:: To do ::
Omit the images. Copy each entry word for word.

Study material section start

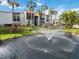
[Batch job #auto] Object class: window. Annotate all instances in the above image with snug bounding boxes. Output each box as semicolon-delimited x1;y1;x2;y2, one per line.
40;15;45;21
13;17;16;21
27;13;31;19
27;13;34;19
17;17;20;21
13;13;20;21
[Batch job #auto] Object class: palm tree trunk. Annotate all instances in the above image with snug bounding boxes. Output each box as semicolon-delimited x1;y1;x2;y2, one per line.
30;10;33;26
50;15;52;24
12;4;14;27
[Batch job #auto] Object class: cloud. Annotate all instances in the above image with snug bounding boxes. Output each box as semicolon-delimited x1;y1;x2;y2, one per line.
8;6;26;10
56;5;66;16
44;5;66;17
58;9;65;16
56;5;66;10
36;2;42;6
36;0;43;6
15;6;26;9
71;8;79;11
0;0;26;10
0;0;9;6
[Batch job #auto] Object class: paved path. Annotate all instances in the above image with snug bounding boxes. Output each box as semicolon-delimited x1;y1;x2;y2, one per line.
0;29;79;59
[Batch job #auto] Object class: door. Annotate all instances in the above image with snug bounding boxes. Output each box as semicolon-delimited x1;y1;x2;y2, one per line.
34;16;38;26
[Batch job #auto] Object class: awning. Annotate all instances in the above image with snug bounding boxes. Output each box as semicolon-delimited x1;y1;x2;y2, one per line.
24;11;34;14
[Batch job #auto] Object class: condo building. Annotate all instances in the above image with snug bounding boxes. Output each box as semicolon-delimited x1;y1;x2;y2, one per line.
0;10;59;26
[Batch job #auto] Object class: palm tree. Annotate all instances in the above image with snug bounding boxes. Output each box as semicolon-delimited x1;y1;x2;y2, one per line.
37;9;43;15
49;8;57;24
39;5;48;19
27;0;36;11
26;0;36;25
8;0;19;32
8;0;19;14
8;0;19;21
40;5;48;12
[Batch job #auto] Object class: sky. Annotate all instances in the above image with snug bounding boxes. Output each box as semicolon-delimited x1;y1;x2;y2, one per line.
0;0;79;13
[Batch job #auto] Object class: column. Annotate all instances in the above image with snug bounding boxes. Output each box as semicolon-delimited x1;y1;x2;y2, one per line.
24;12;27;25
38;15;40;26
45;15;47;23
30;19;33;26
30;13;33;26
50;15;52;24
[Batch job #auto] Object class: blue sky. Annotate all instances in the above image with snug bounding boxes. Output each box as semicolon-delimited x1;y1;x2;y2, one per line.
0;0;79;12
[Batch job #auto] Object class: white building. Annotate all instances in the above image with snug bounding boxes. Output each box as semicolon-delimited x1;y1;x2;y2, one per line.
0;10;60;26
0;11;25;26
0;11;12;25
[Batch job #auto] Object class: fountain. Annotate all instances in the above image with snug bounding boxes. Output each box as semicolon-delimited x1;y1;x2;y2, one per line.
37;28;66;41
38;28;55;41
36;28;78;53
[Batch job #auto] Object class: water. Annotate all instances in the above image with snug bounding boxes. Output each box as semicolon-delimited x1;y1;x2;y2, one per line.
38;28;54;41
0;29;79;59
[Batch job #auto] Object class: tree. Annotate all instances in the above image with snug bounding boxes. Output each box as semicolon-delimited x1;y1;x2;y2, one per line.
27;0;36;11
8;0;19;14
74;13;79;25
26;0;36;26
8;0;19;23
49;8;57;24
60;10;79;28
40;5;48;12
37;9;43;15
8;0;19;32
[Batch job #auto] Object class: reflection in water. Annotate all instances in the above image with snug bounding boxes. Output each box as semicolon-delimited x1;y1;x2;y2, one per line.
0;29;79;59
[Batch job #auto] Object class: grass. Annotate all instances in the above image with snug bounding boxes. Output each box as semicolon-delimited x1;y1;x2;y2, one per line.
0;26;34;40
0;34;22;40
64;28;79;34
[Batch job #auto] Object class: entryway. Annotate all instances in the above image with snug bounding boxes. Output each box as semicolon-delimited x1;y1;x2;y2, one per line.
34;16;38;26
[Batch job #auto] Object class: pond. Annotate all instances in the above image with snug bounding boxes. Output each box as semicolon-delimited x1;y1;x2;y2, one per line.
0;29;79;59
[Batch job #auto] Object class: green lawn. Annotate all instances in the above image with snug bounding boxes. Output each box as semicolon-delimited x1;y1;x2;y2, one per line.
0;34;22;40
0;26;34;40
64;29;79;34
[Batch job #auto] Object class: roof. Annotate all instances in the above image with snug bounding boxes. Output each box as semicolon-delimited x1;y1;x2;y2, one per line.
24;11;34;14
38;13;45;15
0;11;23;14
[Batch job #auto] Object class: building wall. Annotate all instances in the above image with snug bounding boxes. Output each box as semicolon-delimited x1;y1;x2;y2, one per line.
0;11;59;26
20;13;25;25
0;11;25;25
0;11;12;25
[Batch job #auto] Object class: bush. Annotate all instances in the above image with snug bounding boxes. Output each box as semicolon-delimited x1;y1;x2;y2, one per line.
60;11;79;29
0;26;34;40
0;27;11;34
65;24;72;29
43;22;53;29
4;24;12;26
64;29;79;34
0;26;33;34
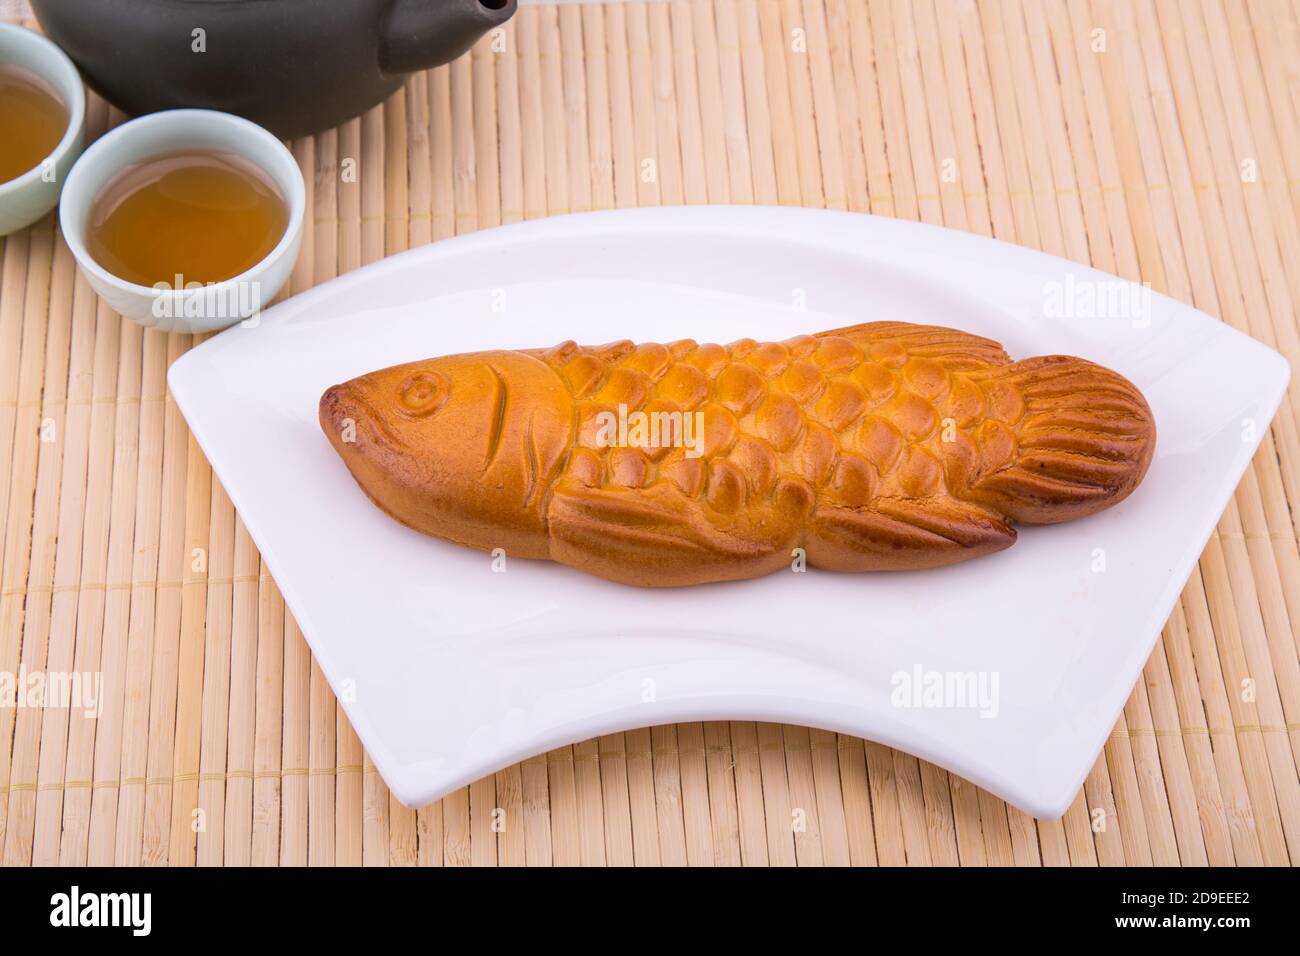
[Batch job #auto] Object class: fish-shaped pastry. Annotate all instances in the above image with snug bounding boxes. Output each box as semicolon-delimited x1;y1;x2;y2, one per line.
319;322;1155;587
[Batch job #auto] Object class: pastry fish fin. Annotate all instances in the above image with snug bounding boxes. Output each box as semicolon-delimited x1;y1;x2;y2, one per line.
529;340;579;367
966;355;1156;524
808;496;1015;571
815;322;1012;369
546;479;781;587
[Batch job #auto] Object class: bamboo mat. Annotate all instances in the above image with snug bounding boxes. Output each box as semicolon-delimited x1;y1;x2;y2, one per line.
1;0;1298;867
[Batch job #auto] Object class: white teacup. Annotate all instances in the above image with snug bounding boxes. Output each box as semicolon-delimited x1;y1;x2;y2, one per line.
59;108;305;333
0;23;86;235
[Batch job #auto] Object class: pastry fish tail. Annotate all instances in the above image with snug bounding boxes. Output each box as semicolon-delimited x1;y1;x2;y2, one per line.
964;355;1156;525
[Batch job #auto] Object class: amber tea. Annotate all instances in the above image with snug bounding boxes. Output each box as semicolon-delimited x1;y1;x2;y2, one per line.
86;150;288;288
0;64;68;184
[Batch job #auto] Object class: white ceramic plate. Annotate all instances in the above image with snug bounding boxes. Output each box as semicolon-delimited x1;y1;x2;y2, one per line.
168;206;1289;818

Study material section end

:: Task result ::
[Batch job #auto] Object class: window. Annotate all instances in the above image with snug bounding boxes. Output each box as semicolon-delimited x1;y1;x2;y2, one per line.
40;15;45;21
13;17;16;21
27;13;31;19
27;13;34;19
17;17;20;21
13;13;20;21
[Batch job #auto] Object class: palm tree trunk. Annotate all instances in the above image with snug bounding boxes. Output each box as semicolon-delimited x1;y1;x2;y2, one per line.
30;10;33;26
50;15;52;24
12;4;14;27
[Batch job #auto] Object class: cloud. Annotate all instances in the above image with snug bounding boxes. Output each box as semicolon-delimited x1;y1;x2;y2, one per line.
8;6;26;10
56;5;66;16
44;5;66;17
58;9;65;16
56;5;66;10
36;2;42;6
36;0;43;6
15;6;26;9
71;8;79;11
0;0;26;10
0;0;9;6
[Batch job #auto] Object class: paved path. Annotate all instances in the above image with snug bounding boxes. Output each box as semicolon-delimited x1;y1;x2;y2, one per line.
0;29;79;59
[Batch job #auto] Object class: door. Annotate all instances in the above image with snug bounding boxes. Output each box as semicolon-delimited x1;y1;x2;y2, one per line.
34;16;38;26
[Batch job #auto] Object class: awning. Annotate all instances in the above image with snug bounding boxes. Output each box as semicolon-delimited x1;y1;x2;y2, one per line.
24;11;34;14
[Batch job #auto] Object class: condo building. Annotate all instances in the above image with snug bounding boxes. Output each box as semicolon-delimited x1;y1;x2;y2, one per line.
0;10;59;26
[Batch job #auto] Object class: palm tree. Annotate all instances in the above image with snug bounding boxes. Output each box as semicolon-delimited x1;y1;x2;y2, one per line.
37;9;43;15
49;8;57;24
39;5;48;19
27;0;36;11
26;0;36;25
8;0;19;32
8;0;19;14
8;0;19;21
40;5;48;12
[Batch job #auto] Object class: sky. Annotate all instances in the above image with snug bounding boxes. Output each box as semicolon-delimited x1;y1;x2;y2, one per line.
0;0;79;13
[Batch job #auto] Object class: column. Annotate all instances in the above image with snug bounding boxes. Output each box as semicolon-delimited x1;y1;x2;y2, one per line.
24;12;27;25
38;15;40;26
45;15;47;23
30;19;33;26
30;13;33;26
50;15;52;24
[Batch job #auto] Object class: blue sky. Annotate all instances in the above image with snug bounding boxes. Output each box as semicolon-delimited x1;y1;x2;y2, one per line.
0;0;79;12
[Batch job #auto] Object class: white building. Annotate all instances in the above image with snug bounding boxes. Output each box as semicolon-delimited x1;y1;x2;y2, one per line.
0;10;60;26
0;11;25;26
0;11;12;25
[Batch job #auto] Object class: fountain. Annotate all instances in the above image with snug bounding boxes. Output each box as semicolon-delimited x1;y1;x2;y2, one per line.
37;28;66;41
38;28;55;41
36;28;78;53
[Batch job #auto] Object class: water. Annotate all instances in the above image with snug bounding boxes. Output each box as semicolon-delimited x1;y1;x2;y2, one per line.
38;28;54;41
0;29;79;59
[Batch job #auto] Object class: tree. Annotate all instances in the above image with snug bounding boxes. Output each box as semicolon-delimited x1;y1;x2;y2, one per line.
27;0;36;11
8;0;19;14
74;13;79;25
26;0;36;26
8;0;19;23
49;8;57;24
60;10;79;28
40;5;48;12
37;9;43;15
8;0;19;32
[Batch job #auto] Object class: reflection in water. Annotate all instances in the above image with snug bounding boxes. Output each box as semicolon-delimited x1;y1;x2;y2, one per line.
0;29;79;59
[Batch job #auto] Object class: grass. Annotate all instances in the above image with snug bounding boxes. Output each box as semicolon-delimited x1;y1;x2;y2, one per line.
0;26;34;40
0;34;22;40
64;28;79;34
[Batch job #auto] Object class: entryway. Annotate all instances in the above image with snug bounding boxes. Output each box as semicolon-delimited x1;y1;x2;y2, one per line.
34;16;38;26
[Batch job #auto] Object class: pond. Annotate all instances in the above image with snug bounding boxes. Output each box as semicolon-delimited x1;y1;x2;y2, one per line.
0;29;79;59
[Batch job #auto] Object class: green lawn. Annotate all instances in the above image with snug bounding boxes. Output each box as semicolon-delimited x1;y1;x2;y2, one per line.
0;34;22;40
0;26;34;40
64;29;79;34
[Batch job #auto] Object class: roof. Annotate all instances in the above image with snug bounding boxes. Output each box as semicolon-delimited x1;y1;x2;y2, one per line.
24;11;34;14
38;13;45;15
0;11;23;14
[Batch job #auto] Object class: building wall. Annotate all instances in the above image with snug bounding boxes. Output each box as semicolon-delimited x1;y1;x2;y2, one per line.
0;11;59;26
20;13;25;25
0;11;25;25
0;11;12;25
[Batch job #auto] Object class: bush. Annotate all instances in the above image with snug bounding boxes. Output each box as semicolon-delimited x1;y1;x2;y2, one per line.
60;11;79;29
0;26;34;40
0;27;11;34
65;24;72;29
43;22;53;29
4;24;12;26
64;29;79;34
0;26;33;34
[Batch job #auto] Object class: fish-shaped pastry. Annotate all instances in the above image with snug bounding boxes. Output each box as semicolon-delimited x1;y1;x2;y2, one per line.
319;322;1155;587
[Batch job #auto] Object class: pastry fish fin. Annotate all instances in the above image with snug bounding boxes. Output each box as semicolon-delimited x1;y1;x2;y2, one per line.
529;340;579;367
966;355;1156;524
808;496;1015;571
815;322;1012;369
546;479;781;587
[Batch job #auto] Object class: bamboo mat. Annotate all instances in the above image with snug bounding boxes. Output each box as semicolon-delimited x1;y1;x2;y2, one per line.
1;0;1298;867
[Batch job #auto] Object class: white teacup. Annotate all instances in the above image with snug bounding boxes. Output each box as semicolon-delimited x1;y1;x2;y2, one per line.
59;108;305;333
0;23;86;235
[Batch job #auto] Object class: pastry fish tail. Annotate all instances in the above image with snug bounding boxes. Output each box as semicolon-delimited x1;y1;x2;y2, one per line.
964;355;1156;525
[Batch job #auto] Object class: amber tea. Annotate all instances in the above image with snug bounding boxes. Output each box as semicolon-delimited x1;y1;x2;y2, one per line.
86;150;288;288
0;64;68;184
[Batch job #auto] Object class: white ceramic plate. Annotate all instances in the above image with snug bounding boxes. Output each box as semicolon-delimited x1;y1;x2;y2, one per line.
168;206;1289;818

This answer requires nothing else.